**Exercise description**: Can you rename every "positive clicks" in all the records below to "include clicks", keep everything else unchanged, and leave out the pictures?

**Listed entries**:
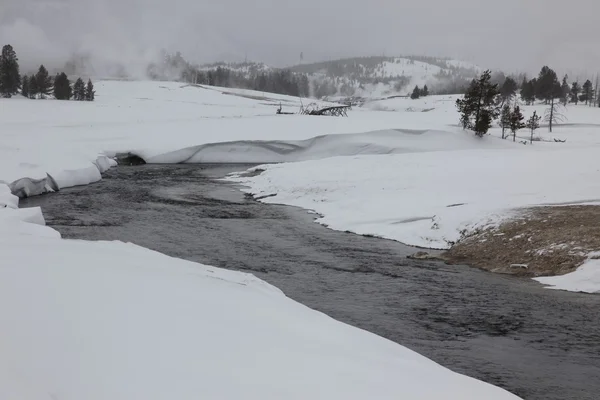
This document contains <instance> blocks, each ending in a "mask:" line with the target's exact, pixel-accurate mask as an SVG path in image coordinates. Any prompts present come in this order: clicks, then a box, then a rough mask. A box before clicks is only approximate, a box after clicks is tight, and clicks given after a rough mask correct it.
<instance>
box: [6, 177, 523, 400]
mask: <svg viewBox="0 0 600 400" xmlns="http://www.w3.org/2000/svg"><path fill="white" fill-rule="evenodd" d="M0 188H1V189H0V191H1V192H0V201H2V203H3V204H6V205H8V206H7V207H5V208H3V209H0V254H1V260H2V262H0V319H1V320H2V321H3V324H2V329H1V330H0V354H1V355H2V356H1V357H0V398H2V399H19V400H38V399H56V398H61V399H90V400H93V399H98V400H106V399H111V400H119V399H123V400H128V399H149V400H150V399H173V398H176V399H182V400H183V399H197V398H205V399H240V398H245V399H261V400H264V399H283V398H285V399H307V398H313V399H366V398H377V399H397V398H399V397H401V398H404V399H439V398H442V397H443V398H445V399H457V400H458V399H460V400H466V399H473V400H478V399H481V398H486V399H516V398H517V397H515V396H513V395H511V394H509V393H507V392H506V391H504V390H502V389H499V388H496V387H493V386H491V385H488V384H485V383H483V382H480V381H477V380H474V379H471V378H468V377H466V376H463V375H459V374H456V373H453V372H451V371H449V370H447V369H445V368H443V367H441V366H439V365H438V364H435V363H434V362H432V361H430V360H428V359H426V358H424V357H422V356H420V355H418V354H416V353H414V352H412V351H410V350H408V349H406V348H404V347H402V346H400V345H397V344H395V343H393V342H390V341H388V340H385V339H383V338H380V337H378V336H375V335H373V334H370V333H368V332H365V331H362V330H360V329H357V328H353V327H350V326H348V325H345V324H342V323H340V322H337V321H335V320H333V319H331V318H329V317H327V316H326V315H324V314H321V313H318V312H316V311H313V310H311V309H309V308H307V307H304V306H302V305H300V304H298V303H296V302H294V301H292V300H290V299H288V298H287V297H285V296H284V295H283V294H282V293H281V291H279V290H278V289H276V288H274V287H273V286H271V285H269V284H267V283H265V282H263V281H261V280H259V279H257V278H255V277H254V276H252V275H249V274H244V273H239V272H232V271H227V270H222V269H219V268H212V267H208V266H204V265H200V264H196V263H192V262H188V261H183V260H179V259H175V258H171V257H167V256H165V255H162V254H159V253H156V252H153V251H150V250H147V249H143V248H141V247H138V246H135V245H132V244H126V243H121V242H86V241H74V240H62V239H60V235H58V233H57V232H56V231H54V230H53V229H51V228H48V227H45V226H43V223H44V221H43V217H42V215H41V210H40V209H39V208H34V209H26V210H18V209H14V208H13V207H14V206H15V203H16V200H15V198H14V197H13V196H12V195H11V194H10V193H8V191H7V189H6V186H0Z"/></svg>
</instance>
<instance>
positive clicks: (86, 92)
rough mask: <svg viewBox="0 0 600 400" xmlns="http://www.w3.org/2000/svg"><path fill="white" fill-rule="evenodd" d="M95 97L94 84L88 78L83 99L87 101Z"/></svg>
mask: <svg viewBox="0 0 600 400" xmlns="http://www.w3.org/2000/svg"><path fill="white" fill-rule="evenodd" d="M95 97H96V91H95V90H94V84H93V83H92V80H91V79H88V84H87V86H86V88H85V99H86V100H87V101H94V98H95Z"/></svg>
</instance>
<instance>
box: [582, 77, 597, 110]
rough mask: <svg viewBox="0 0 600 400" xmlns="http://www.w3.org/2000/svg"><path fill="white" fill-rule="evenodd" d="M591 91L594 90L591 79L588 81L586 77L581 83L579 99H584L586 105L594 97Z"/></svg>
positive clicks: (586, 104) (593, 94)
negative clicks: (582, 81)
mask: <svg viewBox="0 0 600 400" xmlns="http://www.w3.org/2000/svg"><path fill="white" fill-rule="evenodd" d="M593 92H594V89H593V86H592V81H590V80H589V79H588V80H587V81H585V83H584V84H583V87H582V91H581V97H580V100H581V101H585V104H586V105H587V104H589V103H590V102H591V101H592V99H593V98H594V94H593Z"/></svg>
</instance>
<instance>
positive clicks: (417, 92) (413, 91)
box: [410, 86, 421, 100]
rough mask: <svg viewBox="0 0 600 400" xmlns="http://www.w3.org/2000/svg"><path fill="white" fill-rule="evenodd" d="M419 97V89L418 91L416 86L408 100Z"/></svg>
mask: <svg viewBox="0 0 600 400" xmlns="http://www.w3.org/2000/svg"><path fill="white" fill-rule="evenodd" d="M419 97H421V89H419V87H418V86H415V88H414V89H413V92H412V94H411V95H410V98H411V99H413V100H416V99H418V98H419Z"/></svg>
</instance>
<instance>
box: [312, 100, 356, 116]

**Task result**:
This document contains <instance> blocks, each ending in a "mask:" line with the target's exact, pixel-accurate mask as an SVG path in image coordinates. Any prompts present come in this order: clicks, then a box, then a rough mask. A box before clicks is only approximate, a box after clicks is tight, and clicks given after a rough mask correct it.
<instance>
box: [6, 177, 523, 400]
mask: <svg viewBox="0 0 600 400" xmlns="http://www.w3.org/2000/svg"><path fill="white" fill-rule="evenodd" d="M0 188H1V189H0V191H1V192H0V201H2V203H3V204H6V205H8V206H7V207H5V208H3V209H0V254H1V260H2V262H0V319H1V320H2V321H3V324H2V329H1V330H0V354H1V355H2V356H1V357H0V398H2V399H19V400H38V399H56V398H61V399H90V400H93V399H98V400H106V399H111V400H119V399H123V400H128V399H149V400H150V399H173V398H176V399H182V400H183V399H197V398H205V399H240V398H245V399H261V400H264V399H283V398H285V399H307V398H313V399H366V398H377V399H397V398H399V397H401V398H404V399H439V398H442V397H443V398H445V399H457V400H458V399H460V400H466V399H473V400H478V399H481V398H486V399H516V398H517V397H515V396H513V395H511V394H509V393H507V392H506V391H504V390H502V389H499V388H496V387H493V386H491V385H488V384H485V383H483V382H480V381H477V380H474V379H471V378H468V377H466V376H463V375H459V374H456V373H453V372H451V371H449V370H447V369H445V368H443V367H441V366H439V365H438V364H435V363H434V362H432V361H430V360H428V359H426V358H424V357H422V356H420V355H418V354H416V353H414V352H412V351H410V350H408V349H406V348H404V347H402V346H400V345H397V344H395V343H393V342H390V341H388V340H385V339H383V338H380V337H378V336H375V335H373V334H370V333H368V332H365V331H362V330H360V329H357V328H353V327H350V326H348V325H345V324H342V323H340V322H337V321H335V320H333V319H331V318H329V317H327V316H326V315H324V314H321V313H318V312H316V311H313V310H311V309H309V308H307V307H304V306H302V305H300V304H298V303H296V302H294V301H292V300H290V299H288V298H287V297H285V296H284V295H283V294H282V293H281V291H279V290H278V289H276V288H274V287H273V286H271V285H269V284H267V283H265V282H263V281H261V280H259V279H257V278H255V277H254V276H252V275H249V274H244V273H239V272H232V271H227V270H222V269H219V268H212V267H208V266H204V265H200V264H196V263H192V262H188V261H183V260H179V259H175V258H171V257H167V256H165V255H162V254H159V253H156V252H153V251H150V250H147V249H143V248H141V247H138V246H135V245H132V244H126V243H121V242H86V241H74V240H62V239H60V235H58V233H57V232H56V231H54V230H53V229H51V228H48V227H45V226H43V223H44V221H43V217H42V215H41V210H40V209H39V208H34V209H26V210H18V209H14V208H13V207H14V206H15V203H16V200H15V198H14V197H13V196H12V195H11V194H10V193H8V191H7V189H6V186H0Z"/></svg>
</instance>
<instance>
include clicks: (86, 92)
rough mask: <svg viewBox="0 0 600 400" xmlns="http://www.w3.org/2000/svg"><path fill="white" fill-rule="evenodd" d="M95 97L94 84L88 78L83 99L87 101Z"/></svg>
mask: <svg viewBox="0 0 600 400" xmlns="http://www.w3.org/2000/svg"><path fill="white" fill-rule="evenodd" d="M95 97H96V91H95V90H94V84H93V83H92V80H91V79H88V84H87V86H86V88H85V99H86V100H87V101H94V98H95Z"/></svg>
</instance>
<instance>
box: [582, 77, 597, 110]
rough mask: <svg viewBox="0 0 600 400" xmlns="http://www.w3.org/2000/svg"><path fill="white" fill-rule="evenodd" d="M591 91L594 90L591 79L588 81L586 77L581 83L579 99H584L586 105L594 97Z"/></svg>
include clicks: (586, 104) (593, 94)
negative clicks: (582, 81)
mask: <svg viewBox="0 0 600 400" xmlns="http://www.w3.org/2000/svg"><path fill="white" fill-rule="evenodd" d="M593 92H594V89H593V86H592V81H590V80H589V79H588V80H587V81H585V83H584V84H583V87H582V91H581V97H580V100H581V101H585V104H586V105H587V104H589V103H590V102H591V101H592V99H593V98H594V94H593Z"/></svg>
</instance>
<instance>
include clicks: (417, 92) (413, 91)
box: [410, 86, 421, 100]
rough mask: <svg viewBox="0 0 600 400" xmlns="http://www.w3.org/2000/svg"><path fill="white" fill-rule="evenodd" d="M419 97V89L418 91L416 86L408 100Z"/></svg>
mask: <svg viewBox="0 0 600 400" xmlns="http://www.w3.org/2000/svg"><path fill="white" fill-rule="evenodd" d="M419 97H421V89H419V87H418V86H415V88H414V89H413V92H412V94H411V95H410V98H411V99H413V100H416V99H418V98H419Z"/></svg>
</instance>
<instance>
box: [312, 100, 356, 116]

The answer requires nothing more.